## Tekstfragment
————————

Kees Floor, Zenit juli/augustus 2008
Voorbeelden van werk dat afhankelijk is van het weer en het nut van weersverwachtingen daarbij kom je steeds vaker tegen. Zoals nu weer bij het gemeentelijk onkruidbeheer.
Onkruidbestrijding met chemische middelen langs de openbare weg.. |
Regen
en wind
Bij het terugdringen van de afspoeling van onkruidbestrijdingsmiddelen
speelt het weer op verschillende manieren een rol. Als het kort nadat er gespoten
is, gaat regenen, komen de chemicaliën met het wegstromende regenwater in
de sloot of het riool terecht nog vóór ze hun werk hebben kunnen
doen. Eigenlijk moet het een vol etmaal droog blijven om dit te voorkomen.
Verder
mag het tijdens het spuiten niet te hard waaien. De wind kan de middelen namelijk
meevoeren naar plaatsen waar dat niet nodig of zelfs ongewenst is. Om dergelijke
drift te voorkomen, houdt men een bovengrens voor de windsnelheid aan van windkracht
3. In de landbouw wordt bij het uitvoeren van gewasbeschermingsmaatregelen, het
in die sector gehanteerde eufemisme voor spuiten, eenzelfde bovengrens aangehouden.

————————

## Gegeven materiaal
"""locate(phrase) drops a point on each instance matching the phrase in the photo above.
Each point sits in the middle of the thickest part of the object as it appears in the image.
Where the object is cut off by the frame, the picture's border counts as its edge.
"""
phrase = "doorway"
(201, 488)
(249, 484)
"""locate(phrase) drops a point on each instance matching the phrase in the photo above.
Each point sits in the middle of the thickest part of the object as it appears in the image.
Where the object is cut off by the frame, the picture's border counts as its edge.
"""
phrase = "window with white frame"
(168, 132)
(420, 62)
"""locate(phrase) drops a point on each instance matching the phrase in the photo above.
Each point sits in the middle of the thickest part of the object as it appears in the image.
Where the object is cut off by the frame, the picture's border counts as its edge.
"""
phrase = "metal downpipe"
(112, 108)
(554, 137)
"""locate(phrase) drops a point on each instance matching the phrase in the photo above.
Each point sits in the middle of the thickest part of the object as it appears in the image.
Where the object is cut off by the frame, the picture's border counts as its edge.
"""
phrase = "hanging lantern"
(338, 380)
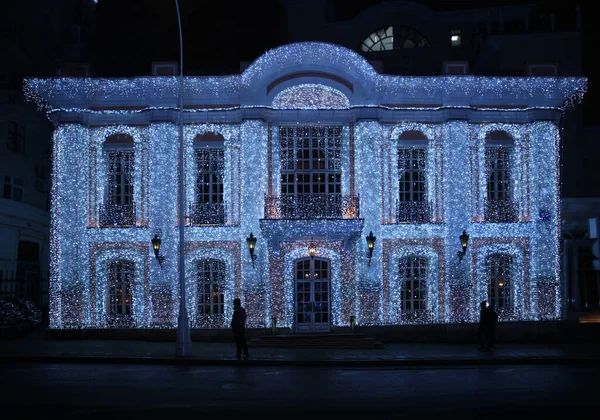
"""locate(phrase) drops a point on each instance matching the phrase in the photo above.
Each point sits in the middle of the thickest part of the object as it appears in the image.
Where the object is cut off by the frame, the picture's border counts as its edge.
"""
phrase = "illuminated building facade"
(309, 147)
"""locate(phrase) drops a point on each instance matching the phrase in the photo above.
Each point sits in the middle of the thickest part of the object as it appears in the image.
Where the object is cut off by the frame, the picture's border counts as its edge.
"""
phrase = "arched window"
(413, 288)
(394, 38)
(499, 284)
(413, 206)
(119, 208)
(209, 208)
(120, 284)
(311, 172)
(211, 292)
(500, 206)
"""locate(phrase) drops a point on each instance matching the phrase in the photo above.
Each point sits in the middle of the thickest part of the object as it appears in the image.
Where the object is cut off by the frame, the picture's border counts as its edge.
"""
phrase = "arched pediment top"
(310, 96)
(500, 132)
(414, 131)
(117, 134)
(210, 132)
(119, 138)
(308, 56)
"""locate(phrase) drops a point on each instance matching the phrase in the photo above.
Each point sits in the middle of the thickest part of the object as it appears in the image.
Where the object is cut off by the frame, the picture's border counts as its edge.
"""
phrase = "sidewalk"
(36, 348)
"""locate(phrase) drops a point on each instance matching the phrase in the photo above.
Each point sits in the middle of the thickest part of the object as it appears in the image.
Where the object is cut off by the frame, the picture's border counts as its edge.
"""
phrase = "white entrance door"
(313, 296)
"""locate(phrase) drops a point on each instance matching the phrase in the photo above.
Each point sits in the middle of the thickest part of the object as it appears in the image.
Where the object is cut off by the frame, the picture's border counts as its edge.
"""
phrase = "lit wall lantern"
(370, 245)
(251, 241)
(464, 241)
(312, 250)
(273, 325)
(156, 246)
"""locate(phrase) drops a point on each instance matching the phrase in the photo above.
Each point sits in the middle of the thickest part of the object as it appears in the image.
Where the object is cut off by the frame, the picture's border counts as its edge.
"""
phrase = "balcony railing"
(414, 212)
(207, 214)
(117, 215)
(312, 206)
(501, 211)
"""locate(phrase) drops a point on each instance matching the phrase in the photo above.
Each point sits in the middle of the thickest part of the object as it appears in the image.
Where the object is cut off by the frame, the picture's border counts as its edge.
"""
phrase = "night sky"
(217, 35)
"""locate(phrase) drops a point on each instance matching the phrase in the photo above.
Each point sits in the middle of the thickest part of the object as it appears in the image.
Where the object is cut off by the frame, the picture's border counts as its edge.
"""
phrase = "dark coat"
(238, 321)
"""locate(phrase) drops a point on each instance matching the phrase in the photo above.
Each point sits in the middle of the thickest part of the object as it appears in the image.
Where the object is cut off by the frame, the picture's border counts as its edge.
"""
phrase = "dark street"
(136, 391)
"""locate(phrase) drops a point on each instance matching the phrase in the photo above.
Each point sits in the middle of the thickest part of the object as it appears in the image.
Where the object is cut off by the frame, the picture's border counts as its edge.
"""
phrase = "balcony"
(311, 206)
(501, 211)
(207, 214)
(117, 215)
(414, 212)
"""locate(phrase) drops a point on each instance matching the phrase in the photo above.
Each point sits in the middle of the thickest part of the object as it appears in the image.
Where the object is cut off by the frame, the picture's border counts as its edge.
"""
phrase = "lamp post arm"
(183, 345)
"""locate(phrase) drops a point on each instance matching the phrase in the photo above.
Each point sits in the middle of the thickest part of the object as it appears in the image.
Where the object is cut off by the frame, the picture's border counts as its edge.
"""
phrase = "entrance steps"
(317, 341)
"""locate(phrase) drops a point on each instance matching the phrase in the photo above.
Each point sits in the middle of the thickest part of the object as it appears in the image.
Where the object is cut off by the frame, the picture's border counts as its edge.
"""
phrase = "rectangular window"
(41, 177)
(455, 38)
(16, 137)
(211, 286)
(120, 282)
(413, 206)
(500, 206)
(13, 188)
(311, 172)
(119, 207)
(210, 170)
(499, 282)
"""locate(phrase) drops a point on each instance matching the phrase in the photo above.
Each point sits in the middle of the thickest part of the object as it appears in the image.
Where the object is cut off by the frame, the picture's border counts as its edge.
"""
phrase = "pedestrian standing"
(483, 331)
(493, 320)
(238, 326)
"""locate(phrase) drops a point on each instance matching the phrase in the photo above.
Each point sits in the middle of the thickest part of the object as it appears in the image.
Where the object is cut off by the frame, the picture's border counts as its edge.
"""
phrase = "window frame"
(125, 271)
(15, 138)
(503, 263)
(217, 273)
(409, 263)
(11, 185)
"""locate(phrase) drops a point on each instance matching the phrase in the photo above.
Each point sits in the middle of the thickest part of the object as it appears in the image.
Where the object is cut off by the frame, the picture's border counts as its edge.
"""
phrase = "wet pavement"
(38, 348)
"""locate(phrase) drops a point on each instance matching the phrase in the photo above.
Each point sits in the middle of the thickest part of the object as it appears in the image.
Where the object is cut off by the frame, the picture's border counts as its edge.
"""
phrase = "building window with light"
(394, 38)
(13, 188)
(15, 140)
(120, 300)
(455, 37)
(118, 208)
(413, 273)
(500, 205)
(209, 206)
(413, 205)
(311, 172)
(499, 287)
(210, 307)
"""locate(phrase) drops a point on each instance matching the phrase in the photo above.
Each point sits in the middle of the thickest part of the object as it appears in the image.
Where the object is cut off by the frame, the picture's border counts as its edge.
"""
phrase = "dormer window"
(394, 38)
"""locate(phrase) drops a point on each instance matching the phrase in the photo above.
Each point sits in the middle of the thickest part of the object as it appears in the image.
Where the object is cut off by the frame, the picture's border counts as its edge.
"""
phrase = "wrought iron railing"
(207, 214)
(501, 211)
(312, 206)
(117, 215)
(414, 212)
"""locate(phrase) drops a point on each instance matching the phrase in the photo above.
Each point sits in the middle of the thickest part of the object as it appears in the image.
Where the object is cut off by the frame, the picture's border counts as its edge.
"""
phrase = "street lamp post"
(183, 345)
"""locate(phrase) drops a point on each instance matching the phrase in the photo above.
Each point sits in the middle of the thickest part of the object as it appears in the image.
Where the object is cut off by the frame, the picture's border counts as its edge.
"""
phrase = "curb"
(325, 363)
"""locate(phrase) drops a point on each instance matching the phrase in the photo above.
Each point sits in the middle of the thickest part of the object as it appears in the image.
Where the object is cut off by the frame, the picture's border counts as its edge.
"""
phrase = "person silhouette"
(483, 331)
(238, 326)
(493, 320)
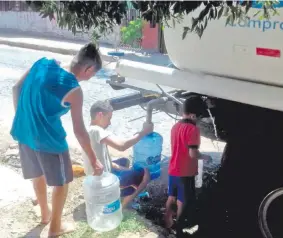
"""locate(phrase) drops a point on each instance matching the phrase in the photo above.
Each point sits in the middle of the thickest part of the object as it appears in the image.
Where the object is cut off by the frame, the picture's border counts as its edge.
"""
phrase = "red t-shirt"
(183, 135)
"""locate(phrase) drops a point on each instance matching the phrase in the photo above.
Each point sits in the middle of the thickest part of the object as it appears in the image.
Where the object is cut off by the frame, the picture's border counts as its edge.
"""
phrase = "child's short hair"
(100, 106)
(194, 105)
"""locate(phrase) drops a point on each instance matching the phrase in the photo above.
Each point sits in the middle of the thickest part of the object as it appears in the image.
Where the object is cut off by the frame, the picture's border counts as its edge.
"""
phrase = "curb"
(63, 51)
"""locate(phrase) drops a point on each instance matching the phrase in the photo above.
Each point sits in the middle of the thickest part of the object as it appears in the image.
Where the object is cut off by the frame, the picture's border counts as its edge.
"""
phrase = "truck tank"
(249, 50)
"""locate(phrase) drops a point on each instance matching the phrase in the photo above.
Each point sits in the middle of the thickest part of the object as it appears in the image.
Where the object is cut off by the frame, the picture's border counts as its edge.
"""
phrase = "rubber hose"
(262, 212)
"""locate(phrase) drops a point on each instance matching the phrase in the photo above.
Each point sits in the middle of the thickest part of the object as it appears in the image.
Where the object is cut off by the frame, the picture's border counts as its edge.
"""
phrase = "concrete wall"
(32, 22)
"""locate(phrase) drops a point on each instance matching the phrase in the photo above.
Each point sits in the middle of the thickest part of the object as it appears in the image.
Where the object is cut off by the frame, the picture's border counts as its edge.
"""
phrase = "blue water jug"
(147, 154)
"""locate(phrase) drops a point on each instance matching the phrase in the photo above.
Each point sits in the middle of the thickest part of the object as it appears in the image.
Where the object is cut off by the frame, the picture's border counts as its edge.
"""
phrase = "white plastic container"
(102, 198)
(198, 181)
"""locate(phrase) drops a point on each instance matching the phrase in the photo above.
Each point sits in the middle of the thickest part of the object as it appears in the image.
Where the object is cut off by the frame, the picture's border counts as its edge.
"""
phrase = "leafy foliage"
(104, 15)
(132, 32)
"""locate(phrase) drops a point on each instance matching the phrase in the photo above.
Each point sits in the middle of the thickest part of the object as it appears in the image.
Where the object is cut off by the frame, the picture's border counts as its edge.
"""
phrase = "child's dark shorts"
(181, 187)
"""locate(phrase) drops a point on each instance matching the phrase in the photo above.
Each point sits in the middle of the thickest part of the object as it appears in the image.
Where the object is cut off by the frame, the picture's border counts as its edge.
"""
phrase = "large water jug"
(102, 198)
(147, 154)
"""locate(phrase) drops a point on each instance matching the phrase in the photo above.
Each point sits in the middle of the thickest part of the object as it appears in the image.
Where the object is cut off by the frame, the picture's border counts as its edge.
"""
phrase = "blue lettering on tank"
(263, 25)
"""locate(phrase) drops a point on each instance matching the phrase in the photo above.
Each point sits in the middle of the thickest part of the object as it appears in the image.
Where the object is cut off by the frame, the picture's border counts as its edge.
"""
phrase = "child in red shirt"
(183, 167)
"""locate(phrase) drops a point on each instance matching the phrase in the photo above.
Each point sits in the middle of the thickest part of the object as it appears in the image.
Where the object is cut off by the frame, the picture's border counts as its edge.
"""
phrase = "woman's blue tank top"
(37, 121)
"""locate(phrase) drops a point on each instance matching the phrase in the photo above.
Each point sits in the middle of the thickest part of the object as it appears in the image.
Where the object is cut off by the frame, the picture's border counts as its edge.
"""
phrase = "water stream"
(215, 131)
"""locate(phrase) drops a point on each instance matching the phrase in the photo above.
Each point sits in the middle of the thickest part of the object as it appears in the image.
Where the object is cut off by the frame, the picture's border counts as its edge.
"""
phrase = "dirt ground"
(21, 219)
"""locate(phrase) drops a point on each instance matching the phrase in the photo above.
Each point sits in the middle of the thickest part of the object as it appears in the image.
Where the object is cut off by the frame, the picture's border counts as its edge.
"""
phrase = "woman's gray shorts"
(57, 168)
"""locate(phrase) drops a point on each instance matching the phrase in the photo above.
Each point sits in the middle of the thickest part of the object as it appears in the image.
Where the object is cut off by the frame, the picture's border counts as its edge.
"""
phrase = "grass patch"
(130, 224)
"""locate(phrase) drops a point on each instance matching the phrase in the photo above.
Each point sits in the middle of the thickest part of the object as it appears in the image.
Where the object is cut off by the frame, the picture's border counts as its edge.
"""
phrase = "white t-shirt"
(96, 134)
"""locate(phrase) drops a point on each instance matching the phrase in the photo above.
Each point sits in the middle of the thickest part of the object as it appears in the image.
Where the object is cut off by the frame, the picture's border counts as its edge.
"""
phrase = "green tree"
(104, 15)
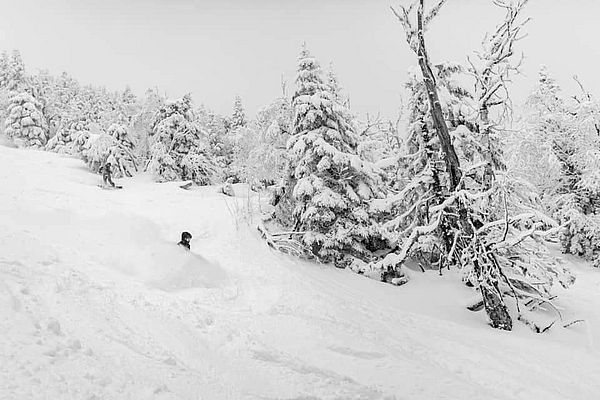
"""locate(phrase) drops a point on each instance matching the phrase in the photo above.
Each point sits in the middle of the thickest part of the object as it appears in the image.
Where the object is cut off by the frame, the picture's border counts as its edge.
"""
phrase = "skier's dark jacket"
(184, 244)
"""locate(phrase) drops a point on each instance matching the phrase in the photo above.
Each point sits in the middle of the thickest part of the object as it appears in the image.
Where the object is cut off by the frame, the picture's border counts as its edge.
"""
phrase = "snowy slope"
(96, 302)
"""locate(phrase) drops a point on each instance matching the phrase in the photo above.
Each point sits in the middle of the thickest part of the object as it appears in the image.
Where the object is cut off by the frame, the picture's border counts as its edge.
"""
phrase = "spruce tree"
(238, 119)
(25, 122)
(328, 186)
(178, 151)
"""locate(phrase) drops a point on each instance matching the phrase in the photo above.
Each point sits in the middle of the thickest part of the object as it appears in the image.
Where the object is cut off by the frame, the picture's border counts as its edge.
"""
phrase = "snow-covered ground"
(96, 302)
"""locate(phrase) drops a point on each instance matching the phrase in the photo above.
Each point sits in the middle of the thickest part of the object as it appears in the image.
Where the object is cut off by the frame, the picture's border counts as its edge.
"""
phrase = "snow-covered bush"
(25, 123)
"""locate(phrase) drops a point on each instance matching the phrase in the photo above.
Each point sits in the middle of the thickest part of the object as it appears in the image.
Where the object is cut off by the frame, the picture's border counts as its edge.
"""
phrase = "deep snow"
(96, 302)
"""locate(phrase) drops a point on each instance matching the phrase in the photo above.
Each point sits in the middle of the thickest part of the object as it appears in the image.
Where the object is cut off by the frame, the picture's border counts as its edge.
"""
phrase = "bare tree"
(415, 36)
(485, 265)
(492, 68)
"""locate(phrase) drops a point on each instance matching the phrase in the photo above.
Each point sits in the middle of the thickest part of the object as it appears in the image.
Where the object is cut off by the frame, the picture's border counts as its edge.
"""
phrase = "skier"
(106, 175)
(185, 240)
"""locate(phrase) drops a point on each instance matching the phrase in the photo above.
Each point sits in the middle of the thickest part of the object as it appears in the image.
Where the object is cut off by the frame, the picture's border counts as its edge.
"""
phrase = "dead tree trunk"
(492, 298)
(451, 159)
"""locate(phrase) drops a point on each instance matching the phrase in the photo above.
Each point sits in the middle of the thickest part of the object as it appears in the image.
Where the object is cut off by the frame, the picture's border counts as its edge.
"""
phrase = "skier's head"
(186, 236)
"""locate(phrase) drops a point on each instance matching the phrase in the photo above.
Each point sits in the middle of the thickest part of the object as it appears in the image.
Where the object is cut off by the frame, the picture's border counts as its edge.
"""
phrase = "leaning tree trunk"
(492, 298)
(451, 159)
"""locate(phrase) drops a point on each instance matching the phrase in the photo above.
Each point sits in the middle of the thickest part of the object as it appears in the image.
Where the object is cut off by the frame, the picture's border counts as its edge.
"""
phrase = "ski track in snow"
(96, 302)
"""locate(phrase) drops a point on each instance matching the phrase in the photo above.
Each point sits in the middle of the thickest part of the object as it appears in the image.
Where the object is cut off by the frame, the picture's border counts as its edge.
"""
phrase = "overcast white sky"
(219, 48)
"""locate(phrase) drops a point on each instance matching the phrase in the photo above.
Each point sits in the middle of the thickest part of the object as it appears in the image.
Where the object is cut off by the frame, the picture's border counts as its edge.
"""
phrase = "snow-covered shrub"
(25, 122)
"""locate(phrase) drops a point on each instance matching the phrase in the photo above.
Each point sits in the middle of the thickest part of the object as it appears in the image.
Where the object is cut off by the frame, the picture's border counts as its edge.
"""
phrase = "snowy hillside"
(96, 302)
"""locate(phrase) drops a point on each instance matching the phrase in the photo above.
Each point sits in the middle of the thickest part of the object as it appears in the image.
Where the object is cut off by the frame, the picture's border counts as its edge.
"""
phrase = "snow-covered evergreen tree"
(260, 149)
(327, 185)
(238, 119)
(178, 149)
(25, 123)
(559, 152)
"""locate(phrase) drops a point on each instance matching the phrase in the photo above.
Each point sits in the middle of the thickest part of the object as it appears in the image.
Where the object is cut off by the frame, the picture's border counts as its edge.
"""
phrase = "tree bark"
(451, 159)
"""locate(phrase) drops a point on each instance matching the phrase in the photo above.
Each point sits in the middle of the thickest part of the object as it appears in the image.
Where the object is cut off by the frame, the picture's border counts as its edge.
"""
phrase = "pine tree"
(178, 151)
(16, 80)
(238, 119)
(25, 123)
(327, 184)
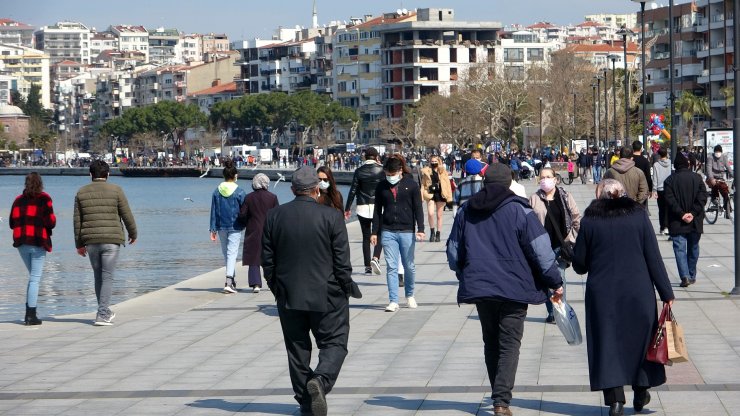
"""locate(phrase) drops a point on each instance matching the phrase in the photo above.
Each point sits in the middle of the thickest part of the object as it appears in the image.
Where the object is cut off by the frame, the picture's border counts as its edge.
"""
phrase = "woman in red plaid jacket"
(32, 219)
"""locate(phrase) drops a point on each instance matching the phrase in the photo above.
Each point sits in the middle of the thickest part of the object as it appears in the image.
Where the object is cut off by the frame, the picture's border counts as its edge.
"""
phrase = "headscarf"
(260, 181)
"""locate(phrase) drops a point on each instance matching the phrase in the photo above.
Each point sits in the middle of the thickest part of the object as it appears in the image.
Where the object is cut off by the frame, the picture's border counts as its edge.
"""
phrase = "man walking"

————————

## Opgaven
A - Vat het tekstfragment over onkruidbestrijding en het weer samen in twee zinnen.
B - Welk eufemisme voor spuiten wordt volgens het tekstfragment over onkruidbestrijding in de landbouw gebruikt?
C - Schrijf de tekst over onkruidbestrijding en het weer verder vanaf het punt waar hij ophoudt.
Het materiaal speelt hierbij geen rol.

## Antwoorden per opgave
A - Bij het gemeentelijk onkruidbeheer speelt het weer een rol, omdat regen kort na het spuiten de chemische middelen naar de sloot of het riool spoelt voordat ze hun werk hebben gedaan; daarom moet het eigenlijk een vol etmaal droog blijven. Ook mag het tijdens het spuiten niet te hard waaien, omdat de wind de middelen kan meevoeren, en daarom geldt net als in de landbouw een bovengrens van windkracht 3.

B - Het uitvoeren van gewasbeschermingsmaatregelen.

C -
Temperatuur
en vochtigheid
De weersomstandigheden hebben ook invloed op de effectiviteit
van het gebruikte chemische bestrijdingsmiddel, veelal RoundUp Evolution. Onkruid
neemt deze stof het gemakkelijkst op na een periode met groeizaam weer zonder
nachtvorst. Op nat onkruid moet je het niet gebruiken; als het regent of als het
onkruid vochtig is van de dauw, kunnen de wijkbeheerders en buitendienstmedewerkers
van de gemeenten of de door hen ingehuurde loonbedrijven dus beter wat anders
gaan doen. De werking is optimaal bij temperaturen van 10 tot 22 graden en een
relatieve vochtigheid van 80% of hoger. Daarbij moeten we rekening houden met
het gegeven dat de temperaturen vlak bij betontegels of andere bestratingen overdag
vooral bij zonnig weer aanzienlijk hoger liggen dan de op 1,5 meter hoogte gemeten
officiële luchttemperatuur. We zagen al eerder dat het na het spuiten nog
24 uur droog moet blijven; daarna mag het groeizame weer met regen en zonder nachtvorst
terugkeren.
Minder milieuschade
Gemeenten die rekening houden
met het weer, kunnen, met wat aanvullende maatregelen en een goede werkplanning,
het gebruik van onkruidverdelgers met een derde terugbrengen. Ze zijn dan wel
iets duurder uit. Veel gemeenten gaat dat nog niet ver genoeg en zijn bereid wat
dieper in de buidel te tasten of het beoogde straatbeeld aan te passen. Ze zijn
overgestapt op onkruidbeheer zonder herbiciden. Dat kan onder andere met heet
water, borstelen en branden. Er is dan geen afspoeling van chemische middelen
en tegelijkertijd neemt de weersafhankelijkheid af. Eigenlijk kan alleen regen
tijdens het werk nog roet in het eten gooien.
Van de onkruidbestrijdingsmiddelen
die in het grond- en oppervlaktewater terecht komen, is bijna een achtste afkomstig
van gemeenten en andere overheden. Particulieren vervuilen ongeveer evenveel;
zij kunnen als ze het milieu minder willen belasten dus ook meer met het weer
doen, overschakelen op andere manieren van onkruidbestrijding of het onkruid gewoon
zijn gang laten gaan. De meeste winst is overigens te behalen bij het schoonhouden
van bedrijfsterreinen; daar komt ongeveer 70 procent van de herbiciden die in
het milieu terecht komen, vandaan.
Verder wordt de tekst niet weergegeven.